[STORED DATA Boundary: Start]

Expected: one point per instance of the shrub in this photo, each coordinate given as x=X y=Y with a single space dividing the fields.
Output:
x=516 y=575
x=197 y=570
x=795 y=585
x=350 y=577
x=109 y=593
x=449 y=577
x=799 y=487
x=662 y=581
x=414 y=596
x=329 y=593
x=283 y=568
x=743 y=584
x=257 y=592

[STORED DATA Boundary: End]

> WHAT TO PRODUCE
Return the data exactly, every line included.

> RESULT FOR THIS TASK
Expected: one point per instance of the shrub in this photo, each coordinate given as x=X y=Y with a single space dividing the fields.
Output:
x=516 y=575
x=197 y=570
x=795 y=585
x=350 y=577
x=109 y=593
x=449 y=577
x=799 y=487
x=662 y=581
x=414 y=596
x=329 y=593
x=283 y=568
x=743 y=584
x=257 y=592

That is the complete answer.